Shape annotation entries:
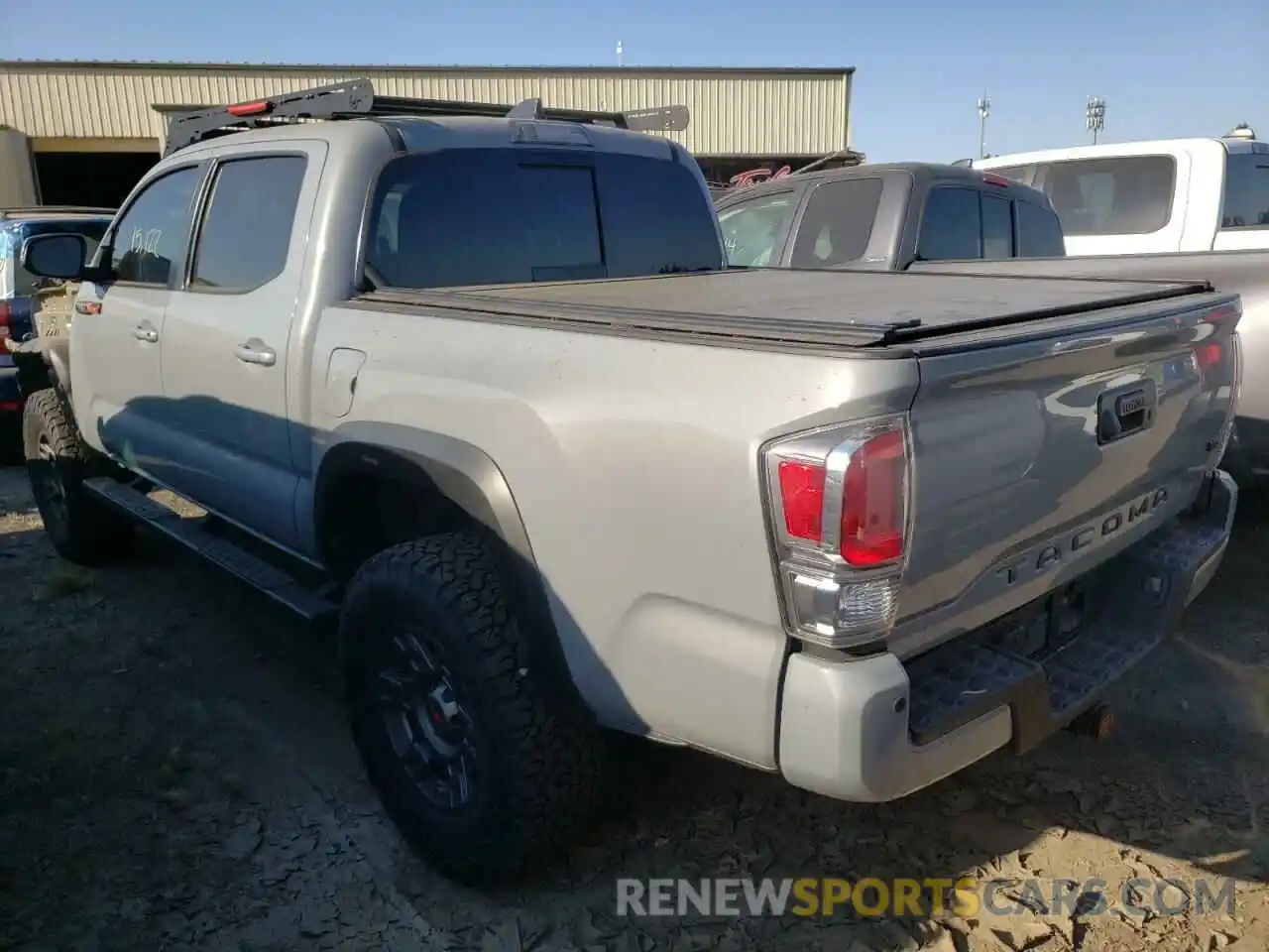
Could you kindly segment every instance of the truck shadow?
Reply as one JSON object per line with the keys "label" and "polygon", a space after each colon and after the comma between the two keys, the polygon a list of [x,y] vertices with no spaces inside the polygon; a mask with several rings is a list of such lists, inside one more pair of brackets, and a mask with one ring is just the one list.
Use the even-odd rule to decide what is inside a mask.
{"label": "truck shadow", "polygon": [[[123,414],[137,410],[129,406]],[[145,413],[154,419],[170,410]],[[240,432],[249,429],[258,428]],[[128,424],[127,432],[138,429]],[[297,433],[307,438],[292,428],[292,440]],[[103,435],[118,444],[109,425]],[[778,776],[640,743],[618,759],[608,809],[586,840],[520,889],[477,895],[442,880],[405,850],[396,861],[396,887],[438,928],[458,933],[496,915],[529,930],[570,929],[586,944],[629,925],[614,925],[617,877],[1104,877],[1113,892],[1114,876],[1171,871],[1184,878],[1176,863],[1185,863],[1190,878],[1269,882],[1263,829],[1269,819],[1269,598],[1261,590],[1266,513],[1266,496],[1245,494],[1225,566],[1187,612],[1179,637],[1117,685],[1110,699],[1119,730],[1101,744],[1060,735],[1025,758],[989,758],[902,801],[850,805],[791,788]],[[147,584],[164,586],[174,570],[147,564],[118,571],[142,571]],[[549,586],[549,578],[544,583]],[[143,598],[145,586],[135,584],[119,594],[129,590]],[[209,592],[222,589],[217,583]],[[207,597],[217,600],[207,611],[225,637],[246,640],[253,652],[282,659],[283,666],[320,671],[315,703],[336,710],[330,656],[279,649],[306,637],[298,626],[253,623],[246,603]],[[562,605],[558,598],[555,603]],[[202,691],[216,694],[220,687],[211,682]],[[261,716],[268,730],[272,715],[261,708]],[[301,769],[320,777],[324,749],[319,744],[291,754],[303,762]],[[717,939],[732,925],[697,922],[690,914],[637,920],[654,938],[692,927]],[[777,939],[806,947],[821,927],[761,920],[744,928],[746,938],[764,947]]]}

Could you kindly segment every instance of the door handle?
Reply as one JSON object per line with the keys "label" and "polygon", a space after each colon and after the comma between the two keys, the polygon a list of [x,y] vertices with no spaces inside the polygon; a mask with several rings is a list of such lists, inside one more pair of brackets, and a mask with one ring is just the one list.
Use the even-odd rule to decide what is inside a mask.
{"label": "door handle", "polygon": [[278,362],[278,353],[272,347],[265,347],[259,338],[251,338],[236,348],[233,355],[242,363],[258,363],[261,367],[273,367]]}

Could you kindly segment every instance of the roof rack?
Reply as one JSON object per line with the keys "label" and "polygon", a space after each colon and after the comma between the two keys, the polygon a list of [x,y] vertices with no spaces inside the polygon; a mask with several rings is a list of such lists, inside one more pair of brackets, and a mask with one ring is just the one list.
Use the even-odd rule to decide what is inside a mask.
{"label": "roof rack", "polygon": [[0,207],[0,218],[25,218],[32,215],[114,215],[117,208],[95,208],[80,204],[33,204]]}
{"label": "roof rack", "polygon": [[329,86],[302,89],[249,103],[217,105],[173,114],[168,126],[164,155],[192,146],[204,138],[263,128],[298,119],[357,119],[406,116],[487,116],[509,119],[556,119],[615,126],[636,132],[681,132],[690,114],[685,105],[666,105],[627,112],[590,112],[542,105],[541,99],[525,99],[516,105],[466,103],[454,99],[407,99],[374,94],[369,80],[346,80]]}

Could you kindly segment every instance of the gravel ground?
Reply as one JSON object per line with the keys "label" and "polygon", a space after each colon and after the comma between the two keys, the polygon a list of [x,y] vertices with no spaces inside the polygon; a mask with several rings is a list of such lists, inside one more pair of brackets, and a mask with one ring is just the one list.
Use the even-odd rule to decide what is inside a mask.
{"label": "gravel ground", "polygon": [[[1266,500],[1245,496],[1235,548],[1185,618],[1198,647],[1169,644],[1117,689],[1108,741],[1063,735],[873,807],[645,754],[566,862],[482,896],[430,872],[381,815],[325,646],[168,548],[99,574],[60,562],[25,476],[3,470],[0,948],[1263,951]],[[1236,909],[614,918],[618,876],[961,873],[1101,877],[1112,897],[1133,876],[1235,877]]]}

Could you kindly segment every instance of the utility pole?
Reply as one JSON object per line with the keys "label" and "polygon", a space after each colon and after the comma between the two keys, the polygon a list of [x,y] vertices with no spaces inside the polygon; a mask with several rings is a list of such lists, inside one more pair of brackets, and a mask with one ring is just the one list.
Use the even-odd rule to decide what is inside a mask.
{"label": "utility pole", "polygon": [[987,117],[991,116],[991,99],[987,90],[978,96],[978,157],[987,157]]}
{"label": "utility pole", "polygon": [[1093,145],[1098,143],[1098,133],[1105,128],[1105,124],[1107,100],[1089,96],[1089,102],[1084,107],[1084,127],[1093,133]]}

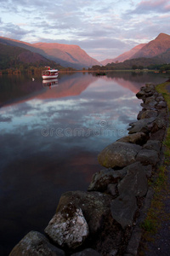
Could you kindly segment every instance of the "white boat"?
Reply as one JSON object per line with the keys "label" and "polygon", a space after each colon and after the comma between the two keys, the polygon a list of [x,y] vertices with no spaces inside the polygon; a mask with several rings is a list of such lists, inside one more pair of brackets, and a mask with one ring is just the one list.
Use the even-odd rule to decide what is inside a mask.
{"label": "white boat", "polygon": [[46,67],[48,69],[42,72],[42,79],[54,79],[58,77],[58,69],[52,69],[50,67]]}
{"label": "white boat", "polygon": [[58,85],[58,79],[44,79],[42,80],[43,87],[54,88]]}

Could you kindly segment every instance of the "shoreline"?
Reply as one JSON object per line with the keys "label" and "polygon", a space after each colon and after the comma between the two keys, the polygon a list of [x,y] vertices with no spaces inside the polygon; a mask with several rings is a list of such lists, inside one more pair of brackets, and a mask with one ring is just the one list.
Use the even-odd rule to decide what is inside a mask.
{"label": "shoreline", "polygon": [[[167,104],[156,91],[156,86],[146,84],[142,88],[137,95],[143,99],[142,107],[144,110],[139,113],[137,122],[130,124],[129,136],[119,139],[111,147],[106,147],[107,157],[104,157],[104,149],[105,154],[101,158],[105,159],[103,162],[106,169],[94,174],[87,192],[70,191],[61,195],[56,214],[45,229],[47,237],[50,240],[38,232],[31,231],[9,255],[21,255],[23,252],[24,255],[31,255],[37,252],[40,241],[42,251],[47,253],[51,250],[54,253],[60,253],[60,255],[72,255],[76,253],[82,255],[81,253],[84,250],[87,254],[83,255],[89,255],[89,252],[93,252],[94,255],[136,255],[134,241],[137,246],[137,240],[140,238],[137,229],[139,221],[141,222],[139,215],[141,216],[141,211],[145,214],[152,196],[147,179],[151,177],[157,168],[162,142],[166,133],[165,124],[167,122]],[[160,148],[159,152],[157,147]],[[119,163],[117,156],[112,161],[112,156],[116,154],[117,150],[119,156],[122,156]],[[150,157],[147,155],[149,153],[151,154]],[[108,158],[111,163],[105,164]],[[125,207],[122,211],[122,202],[124,204],[125,201],[128,201],[128,209]],[[123,241],[122,244],[121,240]],[[30,251],[26,251],[28,245]]]}

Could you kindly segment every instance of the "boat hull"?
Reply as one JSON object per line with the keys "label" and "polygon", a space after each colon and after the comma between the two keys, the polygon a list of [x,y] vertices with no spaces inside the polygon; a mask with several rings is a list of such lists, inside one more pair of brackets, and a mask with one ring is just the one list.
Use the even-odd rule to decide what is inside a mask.
{"label": "boat hull", "polygon": [[52,75],[52,76],[50,76],[50,75],[48,75],[48,76],[42,75],[42,79],[54,79],[58,78],[58,74],[57,75]]}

_To be done_. Pick out every line in the records above that contains the word "door", and copy each one in full.

_Response for this exercise_.
Could you kindly segment every instance of the door handle?
{"label": "door handle", "polygon": [[278,362],[278,353],[272,347],[265,347],[259,338],[251,338],[236,348],[233,355],[242,363],[258,363],[261,367],[273,367]]}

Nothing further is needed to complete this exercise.